*** Begin section ***

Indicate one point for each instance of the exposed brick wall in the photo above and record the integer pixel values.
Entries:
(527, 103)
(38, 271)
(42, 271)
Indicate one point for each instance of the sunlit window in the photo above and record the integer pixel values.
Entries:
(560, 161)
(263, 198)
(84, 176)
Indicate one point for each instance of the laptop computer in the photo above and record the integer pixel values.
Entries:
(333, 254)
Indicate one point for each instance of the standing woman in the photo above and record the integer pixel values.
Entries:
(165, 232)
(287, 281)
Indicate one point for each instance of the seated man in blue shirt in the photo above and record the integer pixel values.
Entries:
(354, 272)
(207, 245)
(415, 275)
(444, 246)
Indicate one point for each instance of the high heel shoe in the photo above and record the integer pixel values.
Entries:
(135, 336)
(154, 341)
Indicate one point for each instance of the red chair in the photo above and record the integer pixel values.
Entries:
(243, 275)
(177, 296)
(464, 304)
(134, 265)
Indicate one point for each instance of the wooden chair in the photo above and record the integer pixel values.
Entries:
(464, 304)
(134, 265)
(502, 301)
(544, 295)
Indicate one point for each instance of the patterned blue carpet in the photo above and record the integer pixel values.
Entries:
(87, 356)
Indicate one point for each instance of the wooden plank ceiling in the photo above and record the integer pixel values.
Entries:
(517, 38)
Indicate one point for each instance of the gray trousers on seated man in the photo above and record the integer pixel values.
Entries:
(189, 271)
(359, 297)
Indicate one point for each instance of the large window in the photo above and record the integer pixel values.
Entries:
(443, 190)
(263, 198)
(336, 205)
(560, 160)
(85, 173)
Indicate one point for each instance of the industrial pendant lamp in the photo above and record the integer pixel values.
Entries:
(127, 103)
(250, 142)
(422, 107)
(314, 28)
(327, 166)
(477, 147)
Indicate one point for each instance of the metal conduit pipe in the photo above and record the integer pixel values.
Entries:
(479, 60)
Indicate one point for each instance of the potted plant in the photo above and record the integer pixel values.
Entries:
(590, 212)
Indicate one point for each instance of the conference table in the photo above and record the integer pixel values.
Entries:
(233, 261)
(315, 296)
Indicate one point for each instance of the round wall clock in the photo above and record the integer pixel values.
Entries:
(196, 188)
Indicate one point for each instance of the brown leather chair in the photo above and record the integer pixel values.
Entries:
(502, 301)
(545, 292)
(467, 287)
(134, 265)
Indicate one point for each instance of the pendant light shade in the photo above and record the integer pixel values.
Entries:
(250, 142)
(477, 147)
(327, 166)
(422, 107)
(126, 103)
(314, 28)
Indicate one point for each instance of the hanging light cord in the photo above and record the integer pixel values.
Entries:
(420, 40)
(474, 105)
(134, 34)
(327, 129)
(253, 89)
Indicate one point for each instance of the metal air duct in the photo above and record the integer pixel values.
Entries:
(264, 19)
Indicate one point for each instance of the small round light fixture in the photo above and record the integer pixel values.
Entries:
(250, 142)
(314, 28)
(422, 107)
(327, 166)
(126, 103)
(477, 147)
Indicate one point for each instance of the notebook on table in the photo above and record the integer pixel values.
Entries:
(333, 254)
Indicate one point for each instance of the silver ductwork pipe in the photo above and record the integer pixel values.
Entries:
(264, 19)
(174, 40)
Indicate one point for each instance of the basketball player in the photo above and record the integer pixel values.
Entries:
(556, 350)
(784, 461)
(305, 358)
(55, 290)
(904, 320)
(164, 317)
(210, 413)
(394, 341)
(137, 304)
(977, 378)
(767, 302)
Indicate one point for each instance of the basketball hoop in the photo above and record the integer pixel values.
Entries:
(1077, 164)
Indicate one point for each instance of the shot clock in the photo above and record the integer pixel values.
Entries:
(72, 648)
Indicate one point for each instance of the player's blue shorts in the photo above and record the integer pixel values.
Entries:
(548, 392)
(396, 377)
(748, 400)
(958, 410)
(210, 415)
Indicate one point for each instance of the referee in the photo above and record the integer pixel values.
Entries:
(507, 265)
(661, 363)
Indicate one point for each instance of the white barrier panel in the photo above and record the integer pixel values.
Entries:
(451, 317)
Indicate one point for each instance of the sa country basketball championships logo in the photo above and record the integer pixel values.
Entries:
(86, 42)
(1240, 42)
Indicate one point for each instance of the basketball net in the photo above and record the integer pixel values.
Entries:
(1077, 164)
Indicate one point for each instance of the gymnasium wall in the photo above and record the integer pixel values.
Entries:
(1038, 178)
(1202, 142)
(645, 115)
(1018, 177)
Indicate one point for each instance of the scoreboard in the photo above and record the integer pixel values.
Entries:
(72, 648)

*** End section ***

* _EXERCISE BRIEF_
Would you please repeat all the entries exactly as written?

* _WRITTEN RESPONSE_
Indicate one point for each instance of the exposed brick wall in the photo above and record the integer pixel values.
Entries:
(527, 103)
(38, 271)
(42, 271)
Indicate one point for each instance of the sunlit window in the photo above and record the integer pixel values.
Entries:
(560, 161)
(263, 198)
(84, 176)
Indicate one point for each instance of the laptop computer in the photo above and record the integer pixel values.
Entries:
(333, 254)
Indicate one point for each instance of the standing woman in the photo above and record the integer pixel values.
Entries:
(165, 232)
(287, 281)
Indicate one point for each instance of the seated man in blue shirt in the photo above and record the integer pixel values.
Entries:
(354, 272)
(207, 245)
(415, 275)
(444, 246)
Indicate one point for each instance of the high heel shoe in the photo above and record the integer pixel values.
Entries:
(135, 336)
(154, 341)
Indicate one point for each instance of the red chair in the photo above and record the integer pixel values.
Entries:
(243, 275)
(177, 296)
(464, 304)
(134, 265)
Indicate one point for each instance of the wooden chair in the photo above and record the integer pixel values.
Entries:
(464, 304)
(134, 265)
(502, 301)
(544, 295)
Indicate one point for each instance of the patterned blue carpet in the photo above and record the integer pixel values.
Entries:
(87, 356)
Indicate one point for each instance of the wooden plank ceiling in the photo above and record the integer pixel values.
Entries:
(517, 38)
Indicate one point for each instance of the gray trousers on seated man in the photo above and record the integer pixel values.
Entries:
(189, 271)
(359, 297)
Indicate one point for each instance of the large window in the photo above and record the integer pixel values.
Entries:
(443, 190)
(263, 198)
(336, 205)
(560, 160)
(85, 173)
Indicate one point for each instance of the industrial pendant lamp in the photo above and record the integer pixel values.
Entries:
(127, 103)
(250, 142)
(422, 107)
(314, 28)
(327, 166)
(477, 147)
Indicate one point for each instance of the metal conduit pipe in the photo above and record the integer pixel values.
Entries:
(479, 60)
Indicate one point for each instance of the potted plant in the photo above and record the integer pixel values.
Entries:
(590, 212)
Indicate one point for each instance of the conference table in the photo above and record the integer pixel values.
Entries:
(233, 261)
(315, 296)
Indicate one point for each instance of the round wall clock in the photo above and record the integer pixel values.
Entries:
(196, 188)
Indicate one point for each instance of the brown leather chair in the photo above and record the integer pixel values.
Entries:
(502, 301)
(545, 292)
(467, 287)
(134, 265)
Indicate one point for each instance of the pendant light shade in the photo above and record the integer pixel values.
Entries:
(250, 142)
(477, 147)
(327, 166)
(422, 107)
(126, 103)
(314, 28)
Indicate one point for each instance of the hanging light cord in the photo above and record the integer pixel values.
Entries:
(420, 40)
(474, 105)
(134, 34)
(327, 129)
(253, 89)
Indicate one point for each instance of the metal air duct in the photo above and record the integer pixel values.
Entries:
(264, 19)
Indicate one point for each instance of the small round light fixture in the photo above and record the integer pixel values.
Entries:
(250, 142)
(314, 28)
(422, 107)
(327, 166)
(126, 103)
(477, 147)
Indicate one point for each instance of the notebook on table in the photo above and record the integer pixel values.
Entries:
(333, 254)
Indicate one point for each instance of the silver ductwork pipe in the photo above and record the integer pixel values.
Entries:
(264, 19)
(174, 40)
Indicate one point for each instance of the basketball player in the photo above and record the integer pixel values.
Entries:
(556, 350)
(784, 461)
(305, 358)
(55, 290)
(904, 320)
(164, 317)
(210, 413)
(394, 341)
(137, 304)
(977, 378)
(767, 302)
Indicate one point for each instance of the basketball hoop in the photo above and record the integer pixel values.
Entries:
(1077, 164)
Indicate one point for each instance of the shot clock in the photo above and record the integer pixel values.
Entries:
(72, 648)
Indicate one point for each instance of the player's blue shorts in the photo above and record the integer pixel values.
Entries:
(548, 392)
(396, 377)
(748, 400)
(958, 410)
(210, 415)
Indicate one point for each instance of the referee in the photo above and record the integer pixel values.
Entries:
(507, 265)
(661, 363)
Indicate one point for each instance of the white barrier panel in the photo above and record the integer pixel values.
Entries:
(451, 317)
Indicate one point for each instance of the sa country basketball championships logo in the photo above and record the integer pixel values.
Entries:
(86, 42)
(1240, 42)
Indicate one point for each instance of the basketball net in the photo above and record the integer pixel values.
Entries:
(1077, 164)
Indicate one point for each instance of the gymnasium wall in the photo above and record the integer pixel values.
Entries:
(1038, 178)
(1202, 142)
(645, 115)
(1018, 177)
Indicate one point for each instance of the scoreboard in the photo above and record the integer pixel values.
Entries:
(72, 648)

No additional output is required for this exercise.